* start RECORDS FOR THIS EXERCISE *

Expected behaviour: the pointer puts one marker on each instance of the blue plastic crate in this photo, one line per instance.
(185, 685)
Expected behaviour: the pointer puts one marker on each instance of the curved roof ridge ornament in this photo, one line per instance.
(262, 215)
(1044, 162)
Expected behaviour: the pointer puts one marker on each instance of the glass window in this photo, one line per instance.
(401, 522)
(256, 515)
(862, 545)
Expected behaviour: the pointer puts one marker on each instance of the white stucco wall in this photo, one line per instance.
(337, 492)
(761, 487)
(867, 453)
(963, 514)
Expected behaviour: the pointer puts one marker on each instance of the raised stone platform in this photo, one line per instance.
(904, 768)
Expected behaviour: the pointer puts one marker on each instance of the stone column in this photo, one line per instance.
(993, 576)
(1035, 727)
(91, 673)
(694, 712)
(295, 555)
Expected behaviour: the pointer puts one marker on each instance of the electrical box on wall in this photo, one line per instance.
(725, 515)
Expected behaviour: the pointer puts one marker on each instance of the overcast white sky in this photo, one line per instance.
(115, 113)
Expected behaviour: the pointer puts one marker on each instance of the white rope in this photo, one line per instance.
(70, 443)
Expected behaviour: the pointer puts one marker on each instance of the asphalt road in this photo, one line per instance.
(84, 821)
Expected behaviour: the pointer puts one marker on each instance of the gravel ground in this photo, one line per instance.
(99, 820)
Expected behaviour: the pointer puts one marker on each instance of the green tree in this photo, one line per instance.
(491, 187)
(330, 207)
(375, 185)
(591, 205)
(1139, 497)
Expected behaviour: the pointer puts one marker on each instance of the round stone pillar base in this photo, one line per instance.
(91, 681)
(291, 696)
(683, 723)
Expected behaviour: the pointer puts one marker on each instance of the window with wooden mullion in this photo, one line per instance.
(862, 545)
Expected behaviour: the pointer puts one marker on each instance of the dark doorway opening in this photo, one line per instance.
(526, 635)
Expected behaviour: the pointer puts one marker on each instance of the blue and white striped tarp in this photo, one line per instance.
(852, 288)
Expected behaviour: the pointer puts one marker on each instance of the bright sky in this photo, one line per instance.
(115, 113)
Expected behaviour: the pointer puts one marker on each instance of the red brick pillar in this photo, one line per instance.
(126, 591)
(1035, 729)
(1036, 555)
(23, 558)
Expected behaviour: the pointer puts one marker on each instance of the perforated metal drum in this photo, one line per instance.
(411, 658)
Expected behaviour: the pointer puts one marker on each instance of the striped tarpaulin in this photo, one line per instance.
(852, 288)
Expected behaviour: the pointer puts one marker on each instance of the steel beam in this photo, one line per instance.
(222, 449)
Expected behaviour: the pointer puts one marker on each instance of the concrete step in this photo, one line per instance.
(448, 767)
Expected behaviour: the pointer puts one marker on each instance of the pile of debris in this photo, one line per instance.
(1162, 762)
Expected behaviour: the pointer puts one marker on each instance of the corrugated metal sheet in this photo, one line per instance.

* end RECORDS FOR THIS EXERCISE *

▶ [REQUIREMENT]: Please write out every row above again, character for character, changing nothing.

▶ [ANSWER FOR THIS EXERCISE]:
Expected behaviour: the pointer puts one marker on each instance of the blue plastic crate in this photo, one line per instance.
(185, 685)
Expected behaviour: the pointer puts one marker on each instance of the curved roof ridge ornament in this photo, one line per instance.
(262, 215)
(1044, 162)
Expected behaviour: the pointer puts one marker on each instance of the glass window in this photo, one line per instance.
(401, 522)
(256, 515)
(862, 545)
Expected behaviour: the pointer puts one marker on each instance of the white stucco wall in this photo, one line per instance.
(337, 492)
(761, 487)
(867, 453)
(963, 514)
Expected behaviour: the pointer puts one marker on each instance of the raised stone platform in this photo, one line per instance.
(904, 768)
Expected behaviour: the pointer puts one marker on each instance of the stone column in this photo, one line per instance.
(993, 576)
(1035, 727)
(91, 673)
(694, 712)
(295, 555)
Expected behaviour: the pointer puts one marker on each instance of the electrical box on wall in this photo, one line per instance.
(725, 515)
Expected behaviour: the pointer puts one marker on each instance of the overcast white sky in this photo, one line per instance.
(115, 113)
Expected behaviour: the pointer puts one marker on each instance of the white rope in this photo, one line per instance.
(70, 443)
Expected behaviour: the pointer puts one marker on each instance of the asphalt road in this photo, one line per instance.
(84, 821)
Expected behaviour: the pointer puts one marker on each instance of the gravel ground in this photo, one line per instance.
(99, 820)
Expected behaviour: the pointer puts one marker on each instance of the green tree in this photo, one line per instance.
(491, 187)
(330, 207)
(375, 185)
(591, 205)
(1139, 497)
Expected behaviour: the pointer puts one marker on each instance of the round stone pillar base in this photo, one line per instance.
(91, 681)
(291, 696)
(683, 723)
Expected behaviour: the pointer puts one marker on each instance of the window with wooden mullion in this photo, one line per instance.
(862, 545)
Expected behaviour: the pointer puts one marker on each instance of the dark doorway opening in this photo, one line per instance.
(526, 635)
Expected behaviour: the pointer puts one marker on each instance of the blue and white striped tarp in this photo, one line per instance.
(852, 288)
Expected behaviour: the pointer puts one marker on each instance of the bright sky in this photo, one line per instance.
(115, 113)
Expected behaviour: the pointer puts one marker on each instance of the red brick pillar in this photo, one line per instance.
(126, 591)
(1035, 729)
(1036, 555)
(23, 558)
Expected behaviour: the pointer puts one marker on each instance of the perforated metal drum in this photo, one line per instance.
(411, 658)
Expected behaviour: the pointer puts one marker on each instance of the striped tarpaulin in this photo, one line per instance.
(852, 288)
Expected behaviour: the pointer puts one marker on each instance of the steel beam in this photo, one line per instance.
(222, 449)
Expected behaviour: the pointer puts one marker on each instance of the concrete step in this photo, one line per instance.
(448, 767)
Expected behaviour: the pointer puts one marker on each instance of the pile of debris in this photo, one line per instance.
(1162, 762)
Expected behaviour: the pointer puts one marker on each instance of the corrugated metal sheet in this photo, one line per instance.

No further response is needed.